■ Written request ■
How many lines of the material below contain the string "yellow", counting only case-sensitive matches? Reply with the number alone.
──────────
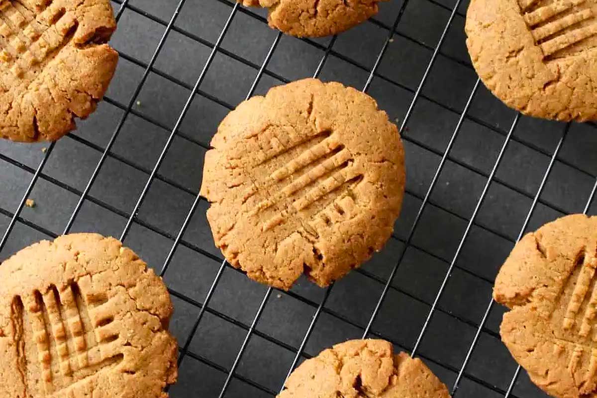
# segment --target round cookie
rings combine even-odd
[[[118,241],[43,241],[0,266],[0,396],[167,398],[170,296]]]
[[[597,397],[596,268],[597,217],[576,214],[525,235],[496,279],[501,339],[554,397]]]
[[[329,285],[380,250],[400,213],[404,154],[371,97],[306,79],[241,104],[205,156],[216,245],[249,277]]]
[[[383,340],[351,340],[303,362],[278,398],[450,398],[420,359]]]
[[[597,119],[597,0],[471,0],[466,31],[475,69],[506,105]]]
[[[297,37],[341,33],[377,14],[387,0],[237,0],[244,5],[267,7],[272,27]]]
[[[96,109],[116,69],[109,0],[0,0],[0,137],[58,139]]]

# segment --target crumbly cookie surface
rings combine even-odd
[[[44,241],[4,262],[0,279],[0,396],[167,398],[170,296],[118,241]]]
[[[554,397],[597,397],[596,268],[597,217],[576,214],[525,236],[496,279],[502,340]]]
[[[336,35],[377,14],[387,0],[237,0],[244,5],[267,7],[272,27],[298,37]]]
[[[205,156],[216,244],[251,278],[326,286],[380,250],[402,205],[396,126],[369,96],[300,80],[241,104]]]
[[[449,398],[446,386],[418,358],[394,355],[383,340],[351,340],[298,366],[278,398]]]
[[[57,139],[114,74],[109,0],[0,0],[0,137]]]
[[[597,0],[472,0],[466,30],[475,69],[506,105],[597,119]]]

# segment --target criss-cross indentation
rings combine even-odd
[[[110,344],[119,331],[107,302],[74,283],[14,298],[11,319],[27,391],[49,396],[122,362],[124,355]]]
[[[593,0],[519,0],[535,42],[549,60],[574,46],[575,52],[593,46],[597,4]]]

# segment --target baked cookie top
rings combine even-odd
[[[555,397],[597,396],[596,268],[597,217],[576,214],[525,236],[496,279],[502,340]]]
[[[506,105],[597,119],[597,0],[471,0],[466,30],[475,69]]]
[[[0,396],[167,398],[170,296],[118,241],[40,242],[0,266]]]
[[[449,398],[420,359],[384,340],[351,340],[298,366],[278,398]]]
[[[118,54],[109,0],[0,0],[0,137],[54,141],[96,109]]]
[[[379,250],[402,205],[404,154],[371,97],[291,83],[241,104],[205,156],[201,194],[216,244],[251,278],[326,286]]]
[[[267,7],[272,27],[298,37],[336,35],[377,14],[387,0],[237,0],[244,5]]]

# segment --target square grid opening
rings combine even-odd
[[[524,233],[597,212],[597,132],[493,96],[467,54],[467,2],[393,0],[338,36],[299,39],[229,0],[112,1],[121,59],[96,113],[56,143],[0,142],[0,259],[78,231],[137,251],[176,309],[174,398],[273,397],[305,359],[363,337],[420,356],[455,397],[546,396],[501,343],[491,288]],[[226,113],[313,76],[387,111],[408,182],[381,253],[328,289],[303,278],[286,293],[223,260],[198,192]]]

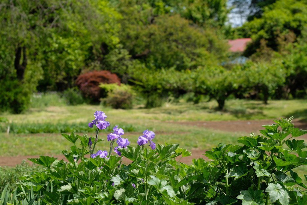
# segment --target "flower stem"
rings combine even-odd
[[[112,151],[112,149],[113,148],[113,144],[114,144],[115,141],[115,140],[112,140],[112,142],[110,143],[110,151],[109,152],[109,156],[108,157],[110,157],[110,156],[111,156],[111,152]]]

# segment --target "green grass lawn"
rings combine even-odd
[[[189,150],[210,149],[217,144],[235,144],[238,137],[248,133],[227,132],[173,123],[174,121],[220,121],[243,120],[274,120],[292,115],[296,119],[306,120],[307,100],[272,101],[265,105],[259,101],[232,100],[227,101],[226,111],[214,109],[215,101],[194,105],[179,103],[151,109],[116,110],[98,105],[51,106],[31,108],[22,114],[3,114],[0,116],[7,118],[13,123],[60,123],[84,122],[94,119],[96,110],[103,111],[113,127],[117,124],[132,124],[135,131],[126,133],[123,137],[128,138],[131,145],[136,145],[137,138],[148,129],[156,133],[156,143],[179,144]],[[272,121],[272,123],[273,123]],[[259,129],[261,129],[259,128]],[[255,132],[254,130],[251,130]],[[107,150],[109,143],[106,140],[108,133],[104,131],[99,137],[105,141],[97,144],[96,148]],[[88,134],[94,136],[95,129]],[[60,151],[69,149],[72,145],[58,134],[7,135],[0,134],[2,143],[0,156],[58,155]]]

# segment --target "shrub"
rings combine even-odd
[[[63,97],[66,100],[68,104],[75,105],[85,102],[77,87],[68,89],[63,92]]]
[[[120,80],[116,74],[107,70],[94,71],[79,76],[76,85],[83,96],[93,101],[97,101],[103,97],[103,93],[99,87],[101,83],[120,85]]]
[[[17,80],[5,79],[0,86],[0,112],[19,113],[26,110],[30,102],[31,91],[28,85]]]
[[[38,92],[32,95],[30,106],[33,108],[42,108],[49,106],[64,105],[66,103],[56,92],[45,93]]]
[[[106,105],[115,109],[132,108],[132,100],[135,93],[131,86],[112,83],[101,84],[99,87],[107,93],[107,97],[102,100]]]

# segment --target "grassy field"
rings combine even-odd
[[[134,131],[126,132],[123,137],[128,138],[131,145],[135,145],[139,136],[148,129],[156,133],[156,143],[179,144],[181,147],[191,151],[211,149],[219,143],[235,144],[238,137],[248,133],[228,132],[190,125],[179,124],[175,122],[196,121],[235,120],[274,120],[293,116],[296,119],[306,120],[307,100],[269,101],[265,105],[262,102],[242,100],[227,101],[225,111],[214,109],[215,101],[197,105],[187,103],[169,105],[151,109],[115,110],[98,105],[62,105],[31,108],[21,114],[4,113],[0,116],[6,117],[13,123],[87,124],[94,119],[96,110],[103,111],[107,120],[113,127],[117,124],[132,125]],[[272,123],[273,122],[272,121]],[[261,128],[259,128],[261,129]],[[255,132],[255,130],[251,130]],[[95,130],[88,133],[94,136]],[[108,149],[106,140],[108,134],[104,131],[99,137],[104,141],[97,144],[99,149]],[[58,134],[0,134],[0,156],[12,156],[30,155],[59,155],[60,151],[69,149],[72,144]]]

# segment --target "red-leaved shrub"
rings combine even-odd
[[[117,83],[120,80],[116,74],[107,70],[94,71],[80,75],[76,83],[83,96],[91,100],[97,101],[103,97],[104,91],[99,87],[101,83]]]

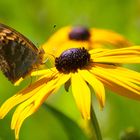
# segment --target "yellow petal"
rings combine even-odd
[[[44,100],[46,100],[46,98],[55,90],[55,82],[56,80],[44,84],[43,87],[34,94],[34,96],[23,102],[16,109],[12,117],[11,129],[15,129],[15,136],[17,139],[19,137],[19,131],[23,121],[33,114]]]
[[[43,83],[46,83],[48,79],[43,78],[31,86],[25,88],[24,90],[20,91],[19,93],[15,94],[11,98],[9,98],[7,101],[3,103],[3,105],[0,108],[0,119],[4,118],[5,115],[17,104],[27,100],[28,98],[31,98],[35,92],[40,90],[43,87]]]
[[[14,83],[14,86],[18,86],[23,81],[23,78],[21,77],[18,81]]]
[[[55,68],[44,69],[44,70],[37,70],[37,71],[33,71],[31,73],[31,76],[40,76],[40,75],[50,76],[54,72],[56,72],[56,69]]]
[[[79,73],[81,74],[83,79],[92,86],[92,88],[94,89],[94,91],[99,99],[100,106],[101,106],[101,108],[103,108],[104,104],[105,104],[104,85],[93,74],[91,74],[87,70],[79,70]]]
[[[86,82],[78,73],[72,74],[72,93],[84,119],[90,119],[91,93]]]
[[[116,93],[132,99],[140,100],[140,87],[128,81],[125,76],[120,76],[120,73],[114,74],[114,72],[111,72],[111,70],[108,71],[107,68],[101,67],[94,67],[91,72],[94,73],[97,78],[101,80],[107,87]]]
[[[65,84],[71,77],[71,74],[62,74],[58,76],[59,80],[57,81],[56,87],[60,87],[61,85]]]
[[[94,62],[140,63],[140,46],[105,50],[91,56]]]

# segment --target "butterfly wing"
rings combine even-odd
[[[42,61],[36,46],[16,30],[0,24],[0,69],[15,83]]]

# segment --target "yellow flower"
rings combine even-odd
[[[94,89],[101,108],[105,105],[104,86],[122,96],[140,100],[140,73],[123,68],[117,63],[140,63],[140,46],[113,50],[65,50],[55,59],[55,67],[31,73],[31,76],[38,75],[40,78],[9,98],[0,108],[0,118],[4,118],[19,104],[11,122],[11,129],[15,130],[15,137],[18,139],[23,121],[62,85],[66,90],[71,85],[74,100],[84,119],[90,119],[89,85]]]
[[[122,35],[110,30],[85,28],[82,26],[66,26],[54,33],[48,41],[42,45],[45,52],[59,56],[63,50],[72,47],[83,47],[87,50],[99,47],[128,47],[131,43]],[[46,57],[51,58],[46,53]]]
──────────
■ Solution for this problem ■
2